INSTRUCTIONS TO FOLLOW: Summarize the passage below about modern dance and the company Second Stride in two sentences.

These days modern dance and mime companies offer theatrical mixes of every kind. Everything is grist to their mills: dance and mime, speech and song, cinema and video with every type of musical or rhythmic sound accompaniment.
A British company that is daring and successful in this Mixed Media style is called Second Stride. The name needs a brief explanation. Back in 1972 Richard Alston, then a highly promising dancer trained at the London School of Contemporary Dance, formed a small group that he called Strider. In the way of such ventures it made its mark and then disintegrated. In 1982, however, Alston (now director of the prestigious Rambert Dance Company) decided, in collaboration with Siobhan Davies and Ian Spink, to resuscitate the defunct Strider as Second Stride.

DATA EXCERPTS:
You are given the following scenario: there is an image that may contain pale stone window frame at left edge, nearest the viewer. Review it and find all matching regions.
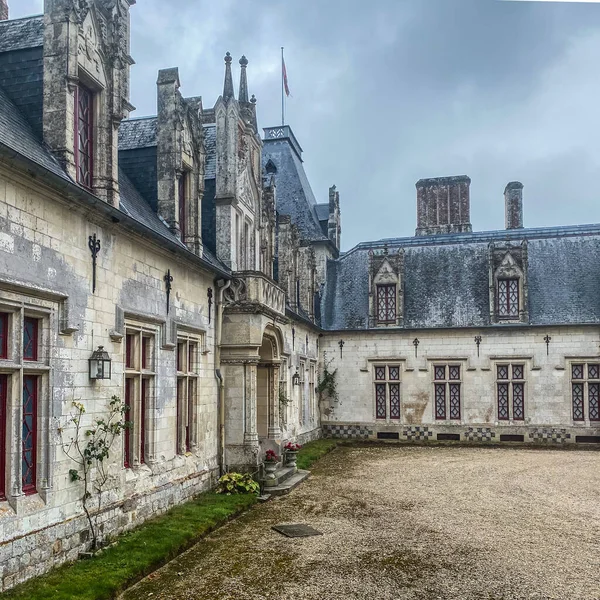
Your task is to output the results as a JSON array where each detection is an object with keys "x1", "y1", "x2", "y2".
[{"x1": 0, "y1": 291, "x2": 53, "y2": 513}]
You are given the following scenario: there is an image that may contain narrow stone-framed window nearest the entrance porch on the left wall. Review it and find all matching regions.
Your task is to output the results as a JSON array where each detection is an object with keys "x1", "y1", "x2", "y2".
[{"x1": 175, "y1": 328, "x2": 205, "y2": 455}]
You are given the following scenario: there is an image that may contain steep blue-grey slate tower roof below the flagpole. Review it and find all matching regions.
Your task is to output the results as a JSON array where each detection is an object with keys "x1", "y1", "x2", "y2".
[{"x1": 262, "y1": 127, "x2": 328, "y2": 241}]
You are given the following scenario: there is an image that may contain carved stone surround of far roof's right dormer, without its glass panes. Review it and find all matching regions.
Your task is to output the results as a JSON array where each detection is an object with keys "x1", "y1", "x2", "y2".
[{"x1": 489, "y1": 242, "x2": 529, "y2": 324}]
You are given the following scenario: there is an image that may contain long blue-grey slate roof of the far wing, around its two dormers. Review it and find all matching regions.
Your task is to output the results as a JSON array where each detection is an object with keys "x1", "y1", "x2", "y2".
[{"x1": 321, "y1": 225, "x2": 600, "y2": 329}]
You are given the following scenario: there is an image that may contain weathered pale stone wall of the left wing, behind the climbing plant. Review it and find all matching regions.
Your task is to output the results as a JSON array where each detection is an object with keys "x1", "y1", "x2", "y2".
[{"x1": 0, "y1": 165, "x2": 218, "y2": 588}]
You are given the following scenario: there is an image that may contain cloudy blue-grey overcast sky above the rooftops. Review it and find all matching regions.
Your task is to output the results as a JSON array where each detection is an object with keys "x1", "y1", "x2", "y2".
[{"x1": 9, "y1": 0, "x2": 600, "y2": 249}]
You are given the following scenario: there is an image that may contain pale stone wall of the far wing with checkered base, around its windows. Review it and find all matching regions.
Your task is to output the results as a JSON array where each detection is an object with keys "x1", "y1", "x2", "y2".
[{"x1": 322, "y1": 326, "x2": 600, "y2": 443}]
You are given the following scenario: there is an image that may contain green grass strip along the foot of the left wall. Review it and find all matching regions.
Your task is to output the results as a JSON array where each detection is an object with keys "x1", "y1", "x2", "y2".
[{"x1": 2, "y1": 492, "x2": 256, "y2": 600}]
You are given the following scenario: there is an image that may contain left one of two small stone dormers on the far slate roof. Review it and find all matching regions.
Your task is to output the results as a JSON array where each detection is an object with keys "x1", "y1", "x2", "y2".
[{"x1": 369, "y1": 247, "x2": 404, "y2": 327}]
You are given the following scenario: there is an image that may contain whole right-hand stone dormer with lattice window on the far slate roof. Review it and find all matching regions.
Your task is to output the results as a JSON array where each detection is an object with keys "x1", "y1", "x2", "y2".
[{"x1": 489, "y1": 240, "x2": 529, "y2": 323}]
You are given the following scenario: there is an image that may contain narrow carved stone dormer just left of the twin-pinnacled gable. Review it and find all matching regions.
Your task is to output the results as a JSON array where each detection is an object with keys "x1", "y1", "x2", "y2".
[{"x1": 157, "y1": 68, "x2": 206, "y2": 255}]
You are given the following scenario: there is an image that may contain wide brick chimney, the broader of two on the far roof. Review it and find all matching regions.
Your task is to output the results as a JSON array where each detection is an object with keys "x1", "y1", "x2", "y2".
[{"x1": 415, "y1": 175, "x2": 473, "y2": 235}]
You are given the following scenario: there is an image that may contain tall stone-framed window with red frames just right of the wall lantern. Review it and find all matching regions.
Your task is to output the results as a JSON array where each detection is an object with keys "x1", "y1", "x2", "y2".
[{"x1": 122, "y1": 319, "x2": 161, "y2": 470}]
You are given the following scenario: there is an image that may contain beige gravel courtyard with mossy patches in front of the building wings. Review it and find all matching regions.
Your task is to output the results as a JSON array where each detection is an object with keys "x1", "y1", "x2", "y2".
[{"x1": 123, "y1": 446, "x2": 600, "y2": 600}]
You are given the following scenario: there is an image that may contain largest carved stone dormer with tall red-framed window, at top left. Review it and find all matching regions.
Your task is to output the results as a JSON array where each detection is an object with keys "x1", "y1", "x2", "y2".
[{"x1": 43, "y1": 0, "x2": 135, "y2": 206}]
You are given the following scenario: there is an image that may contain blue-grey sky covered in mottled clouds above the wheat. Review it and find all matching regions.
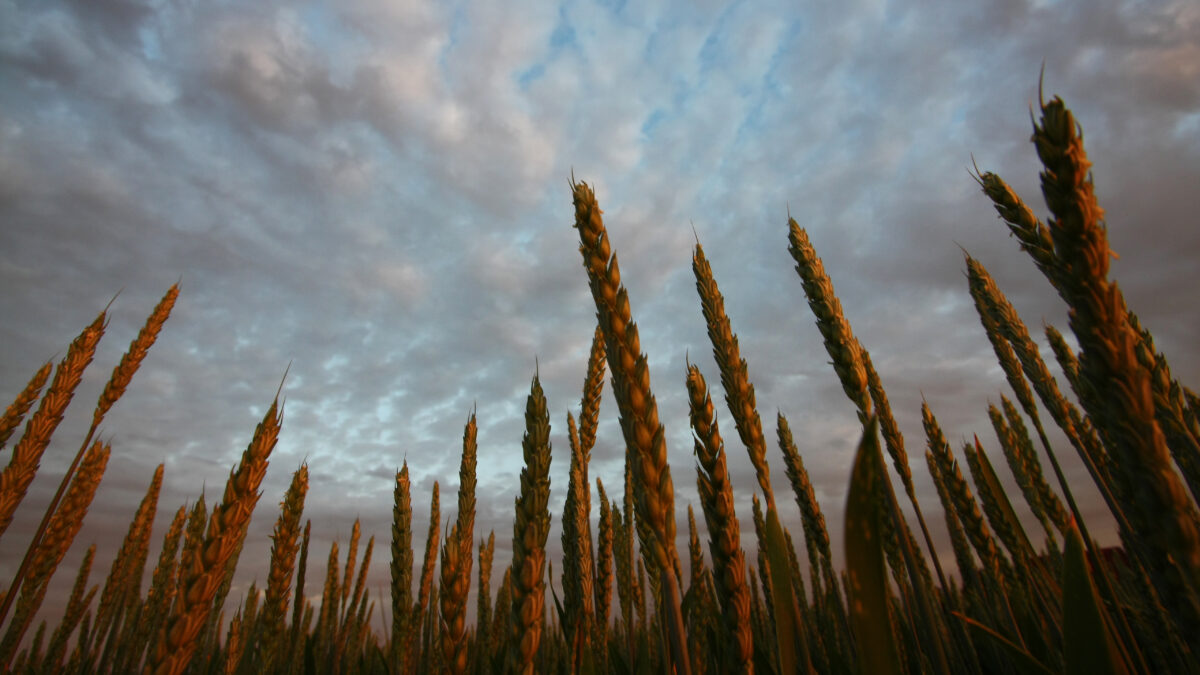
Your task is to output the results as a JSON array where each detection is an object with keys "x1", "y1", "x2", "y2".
[{"x1": 0, "y1": 0, "x2": 1200, "y2": 629}]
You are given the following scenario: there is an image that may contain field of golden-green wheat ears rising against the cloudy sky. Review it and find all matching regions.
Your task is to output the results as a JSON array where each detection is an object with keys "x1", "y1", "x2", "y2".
[{"x1": 0, "y1": 90, "x2": 1200, "y2": 675}]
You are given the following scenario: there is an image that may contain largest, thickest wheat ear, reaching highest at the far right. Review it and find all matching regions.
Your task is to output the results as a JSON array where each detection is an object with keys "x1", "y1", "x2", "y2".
[{"x1": 1033, "y1": 97, "x2": 1200, "y2": 626}]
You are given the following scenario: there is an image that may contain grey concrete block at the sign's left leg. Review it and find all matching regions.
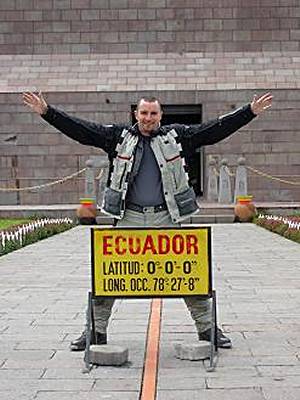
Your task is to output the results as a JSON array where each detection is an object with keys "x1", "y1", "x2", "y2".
[{"x1": 90, "y1": 344, "x2": 128, "y2": 365}]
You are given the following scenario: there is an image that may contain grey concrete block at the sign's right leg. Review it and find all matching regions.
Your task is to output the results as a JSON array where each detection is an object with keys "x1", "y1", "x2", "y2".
[{"x1": 174, "y1": 340, "x2": 210, "y2": 361}]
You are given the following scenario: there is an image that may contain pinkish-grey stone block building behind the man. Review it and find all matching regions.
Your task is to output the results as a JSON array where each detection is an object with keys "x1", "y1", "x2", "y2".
[{"x1": 0, "y1": 0, "x2": 300, "y2": 204}]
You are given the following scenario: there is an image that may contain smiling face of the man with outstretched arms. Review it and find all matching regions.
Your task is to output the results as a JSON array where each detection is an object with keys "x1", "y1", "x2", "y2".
[{"x1": 135, "y1": 99, "x2": 162, "y2": 136}]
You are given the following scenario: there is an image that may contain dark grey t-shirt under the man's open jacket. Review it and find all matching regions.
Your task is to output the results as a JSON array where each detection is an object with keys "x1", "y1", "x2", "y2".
[{"x1": 126, "y1": 136, "x2": 165, "y2": 207}]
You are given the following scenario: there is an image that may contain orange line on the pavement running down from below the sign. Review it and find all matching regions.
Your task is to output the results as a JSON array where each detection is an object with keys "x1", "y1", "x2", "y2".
[{"x1": 140, "y1": 299, "x2": 162, "y2": 400}]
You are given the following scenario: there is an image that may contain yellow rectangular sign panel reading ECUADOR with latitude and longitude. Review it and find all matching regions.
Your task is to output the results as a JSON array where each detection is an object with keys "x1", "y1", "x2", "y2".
[{"x1": 92, "y1": 227, "x2": 212, "y2": 297}]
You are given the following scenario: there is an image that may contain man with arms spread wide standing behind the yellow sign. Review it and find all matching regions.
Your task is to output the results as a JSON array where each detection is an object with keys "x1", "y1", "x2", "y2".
[{"x1": 23, "y1": 92, "x2": 272, "y2": 351}]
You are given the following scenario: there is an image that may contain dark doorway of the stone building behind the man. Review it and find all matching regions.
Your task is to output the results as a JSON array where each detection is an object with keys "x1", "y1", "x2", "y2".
[{"x1": 131, "y1": 104, "x2": 204, "y2": 196}]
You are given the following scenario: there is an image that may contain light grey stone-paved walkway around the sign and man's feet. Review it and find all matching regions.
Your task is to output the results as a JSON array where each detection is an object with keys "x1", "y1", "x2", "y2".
[{"x1": 0, "y1": 224, "x2": 300, "y2": 400}]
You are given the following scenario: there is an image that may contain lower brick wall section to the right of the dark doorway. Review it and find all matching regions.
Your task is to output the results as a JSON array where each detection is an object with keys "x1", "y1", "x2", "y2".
[{"x1": 204, "y1": 90, "x2": 300, "y2": 202}]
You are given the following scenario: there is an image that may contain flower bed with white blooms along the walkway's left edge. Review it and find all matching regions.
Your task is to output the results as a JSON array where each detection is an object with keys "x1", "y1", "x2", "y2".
[{"x1": 0, "y1": 218, "x2": 75, "y2": 256}]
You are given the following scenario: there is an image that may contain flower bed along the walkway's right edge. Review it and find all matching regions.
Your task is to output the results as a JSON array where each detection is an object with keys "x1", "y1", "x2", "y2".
[{"x1": 255, "y1": 214, "x2": 300, "y2": 243}]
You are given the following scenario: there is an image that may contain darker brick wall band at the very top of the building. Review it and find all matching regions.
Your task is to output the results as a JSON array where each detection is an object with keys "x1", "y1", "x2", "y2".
[{"x1": 0, "y1": 0, "x2": 300, "y2": 54}]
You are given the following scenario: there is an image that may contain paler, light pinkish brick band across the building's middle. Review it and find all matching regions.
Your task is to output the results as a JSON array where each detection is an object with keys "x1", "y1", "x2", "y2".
[{"x1": 0, "y1": 51, "x2": 300, "y2": 92}]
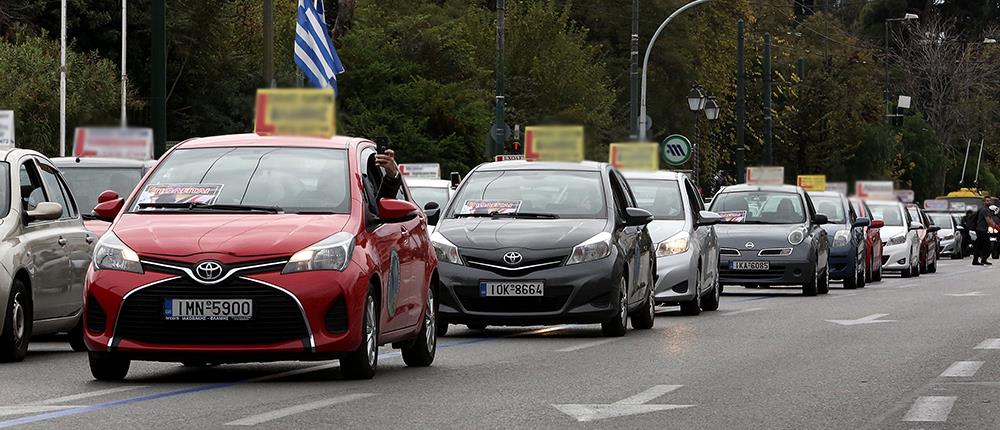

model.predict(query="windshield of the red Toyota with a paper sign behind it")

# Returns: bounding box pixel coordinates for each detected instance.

COMPLETED EXERCISE: Modern dance and mime companies now mix many forms, including dance, mime, speech, song, cinema and video, with every kind of musical or rhythmic accompaniment. The British company Second Stride is daring and successful in this Mixed Media style, and its name comes from Strider, a small group Richard Alston formed in 1972 that later disintegrated and that he revived as Second Stride in 1982 with Siobhan Davies and Ian Spink.